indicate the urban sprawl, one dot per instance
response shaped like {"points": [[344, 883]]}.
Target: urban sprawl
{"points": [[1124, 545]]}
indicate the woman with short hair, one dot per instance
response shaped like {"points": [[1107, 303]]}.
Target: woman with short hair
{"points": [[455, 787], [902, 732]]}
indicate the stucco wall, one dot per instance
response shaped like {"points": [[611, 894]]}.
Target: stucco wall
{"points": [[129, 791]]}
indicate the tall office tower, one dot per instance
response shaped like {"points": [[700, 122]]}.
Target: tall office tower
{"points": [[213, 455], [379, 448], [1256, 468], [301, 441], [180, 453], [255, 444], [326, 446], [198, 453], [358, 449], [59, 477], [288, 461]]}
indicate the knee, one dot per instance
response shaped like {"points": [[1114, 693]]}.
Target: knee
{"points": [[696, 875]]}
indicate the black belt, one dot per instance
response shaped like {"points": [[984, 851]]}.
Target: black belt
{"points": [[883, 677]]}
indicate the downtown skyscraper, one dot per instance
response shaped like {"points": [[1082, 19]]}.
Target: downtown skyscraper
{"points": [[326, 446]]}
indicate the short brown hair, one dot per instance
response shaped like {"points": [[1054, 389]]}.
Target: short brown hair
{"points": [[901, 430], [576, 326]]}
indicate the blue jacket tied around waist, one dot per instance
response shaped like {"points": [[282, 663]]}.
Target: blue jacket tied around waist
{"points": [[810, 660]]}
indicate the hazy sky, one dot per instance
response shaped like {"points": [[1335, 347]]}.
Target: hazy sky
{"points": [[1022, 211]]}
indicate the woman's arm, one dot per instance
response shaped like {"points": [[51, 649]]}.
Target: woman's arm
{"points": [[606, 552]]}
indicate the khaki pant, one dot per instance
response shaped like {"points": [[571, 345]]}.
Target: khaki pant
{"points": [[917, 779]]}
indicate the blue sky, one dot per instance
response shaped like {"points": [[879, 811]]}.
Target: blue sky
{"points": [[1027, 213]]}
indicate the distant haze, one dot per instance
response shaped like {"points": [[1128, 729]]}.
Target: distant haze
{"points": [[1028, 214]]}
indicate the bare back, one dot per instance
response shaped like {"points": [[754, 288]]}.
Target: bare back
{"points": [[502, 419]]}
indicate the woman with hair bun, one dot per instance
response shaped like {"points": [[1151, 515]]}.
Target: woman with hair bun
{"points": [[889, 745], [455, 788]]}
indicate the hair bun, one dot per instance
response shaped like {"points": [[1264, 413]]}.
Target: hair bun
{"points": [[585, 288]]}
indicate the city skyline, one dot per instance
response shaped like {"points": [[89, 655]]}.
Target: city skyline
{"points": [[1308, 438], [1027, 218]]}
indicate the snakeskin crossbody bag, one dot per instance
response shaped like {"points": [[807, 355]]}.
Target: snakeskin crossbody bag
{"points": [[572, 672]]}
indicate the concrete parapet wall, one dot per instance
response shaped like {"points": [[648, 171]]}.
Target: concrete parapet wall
********
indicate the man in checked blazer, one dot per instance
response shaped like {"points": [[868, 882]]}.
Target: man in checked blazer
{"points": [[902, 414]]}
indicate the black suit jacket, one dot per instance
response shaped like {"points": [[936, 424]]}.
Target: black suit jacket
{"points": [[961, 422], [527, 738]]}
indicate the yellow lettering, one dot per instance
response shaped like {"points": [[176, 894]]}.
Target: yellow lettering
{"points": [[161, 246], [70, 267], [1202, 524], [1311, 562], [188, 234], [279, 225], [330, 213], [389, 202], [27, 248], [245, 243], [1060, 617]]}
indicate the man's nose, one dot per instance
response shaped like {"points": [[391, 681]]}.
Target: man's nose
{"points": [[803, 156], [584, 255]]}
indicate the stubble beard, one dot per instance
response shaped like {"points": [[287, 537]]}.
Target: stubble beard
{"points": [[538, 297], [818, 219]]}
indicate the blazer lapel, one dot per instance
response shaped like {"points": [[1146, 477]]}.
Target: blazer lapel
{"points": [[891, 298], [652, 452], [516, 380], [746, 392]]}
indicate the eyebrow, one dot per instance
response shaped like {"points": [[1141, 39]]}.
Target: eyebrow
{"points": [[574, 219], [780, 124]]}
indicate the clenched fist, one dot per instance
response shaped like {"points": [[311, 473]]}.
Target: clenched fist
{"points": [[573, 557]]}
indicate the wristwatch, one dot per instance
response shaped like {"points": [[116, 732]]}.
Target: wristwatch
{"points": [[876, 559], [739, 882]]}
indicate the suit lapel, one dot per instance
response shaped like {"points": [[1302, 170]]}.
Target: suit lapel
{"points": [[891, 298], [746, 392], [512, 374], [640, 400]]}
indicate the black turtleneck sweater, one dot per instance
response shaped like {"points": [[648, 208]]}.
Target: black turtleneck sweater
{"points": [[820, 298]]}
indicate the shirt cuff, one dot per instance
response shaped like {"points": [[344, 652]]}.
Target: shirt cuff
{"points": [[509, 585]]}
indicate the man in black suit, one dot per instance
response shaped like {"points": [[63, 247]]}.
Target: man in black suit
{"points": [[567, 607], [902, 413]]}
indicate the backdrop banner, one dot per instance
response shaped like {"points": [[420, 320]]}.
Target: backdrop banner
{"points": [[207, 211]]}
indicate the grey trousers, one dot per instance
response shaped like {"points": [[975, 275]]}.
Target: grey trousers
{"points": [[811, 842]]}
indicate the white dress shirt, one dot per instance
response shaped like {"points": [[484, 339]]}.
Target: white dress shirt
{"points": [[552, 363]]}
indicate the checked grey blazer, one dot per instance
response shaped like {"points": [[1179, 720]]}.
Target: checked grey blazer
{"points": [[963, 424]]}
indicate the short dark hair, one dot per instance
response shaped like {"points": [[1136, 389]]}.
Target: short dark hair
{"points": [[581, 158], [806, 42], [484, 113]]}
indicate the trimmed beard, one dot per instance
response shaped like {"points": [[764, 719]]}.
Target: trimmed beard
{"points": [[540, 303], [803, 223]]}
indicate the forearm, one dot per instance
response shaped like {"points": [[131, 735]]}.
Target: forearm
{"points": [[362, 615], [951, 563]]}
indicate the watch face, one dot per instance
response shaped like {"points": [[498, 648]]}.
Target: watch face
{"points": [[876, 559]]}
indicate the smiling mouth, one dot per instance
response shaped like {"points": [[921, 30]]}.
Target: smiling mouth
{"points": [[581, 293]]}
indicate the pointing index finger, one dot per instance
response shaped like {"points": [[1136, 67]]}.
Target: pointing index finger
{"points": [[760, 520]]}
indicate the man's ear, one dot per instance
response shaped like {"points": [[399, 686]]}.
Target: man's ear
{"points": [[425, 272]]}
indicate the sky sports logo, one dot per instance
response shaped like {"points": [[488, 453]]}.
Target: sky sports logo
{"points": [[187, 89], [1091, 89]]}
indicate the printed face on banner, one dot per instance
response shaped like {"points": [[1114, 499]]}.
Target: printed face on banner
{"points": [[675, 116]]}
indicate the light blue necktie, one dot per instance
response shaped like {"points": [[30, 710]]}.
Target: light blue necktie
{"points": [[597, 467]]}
********
__Aim of the exercise__. Using the data above, extract exactly the lines from the one that holds "Target: clenched fist" to the one that holds "indicate the watch face, one dot per instance", both ends included, and no others.

__Solution__.
Target: clenched fist
{"points": [[573, 557]]}
indicate the wristwatch, one dot per instance
response shaped like {"points": [[116, 732]]}.
Target: wristwatch
{"points": [[876, 559], [739, 882]]}
indicate the suit lapel, one dot per instance
response shaped like {"points": [[1302, 170]]}.
Target: suit lapel
{"points": [[891, 298], [746, 392], [512, 374], [640, 400]]}
indicate the black turtleneck sweater, one dot per instance
response shaped like {"points": [[648, 208]]}.
Target: black turtleneck sweater
{"points": [[820, 298]]}
indicate the shirt cuff, one dot per instance
response shaped like {"points": [[344, 652]]}.
Target: shirt cuff
{"points": [[509, 585]]}
indicate the man in black suit, one dot per instance
response shaped like {"points": [[63, 247]]}.
Target: man in black suit
{"points": [[567, 607], [902, 413]]}
indicate the backdrop banner, one dot per instance
response shaped like {"points": [[420, 320]]}.
Target: backdrop banner
{"points": [[207, 211]]}
indicate the grey trousers, one dot per instance
response shaped like {"points": [[975, 275]]}.
Target: grey trousers
{"points": [[811, 842]]}
indicate the white dress shirt, one dot per instance
response shaped like {"points": [[484, 339]]}.
Target: white dress shirt
{"points": [[552, 363]]}
indicate the checked grey blazer, one dot per instance
response shaped like {"points": [[1179, 720]]}.
Target: checked grey blazer
{"points": [[963, 424]]}
indicate the short dark hair, one dot per instance
response shaped like {"points": [[1136, 389]]}.
Target: short dark hair
{"points": [[581, 158], [806, 42], [484, 113]]}
indicate the trimmed beard, one dot per instance
response shaped like {"points": [[764, 719]]}.
Target: trimmed beard
{"points": [[540, 303], [803, 223]]}
indicate the forearm, one dot per instance
response shaped like {"points": [[131, 735]]}.
Target: forearm
{"points": [[362, 615], [951, 563]]}
indicate the watch face, one dot per instance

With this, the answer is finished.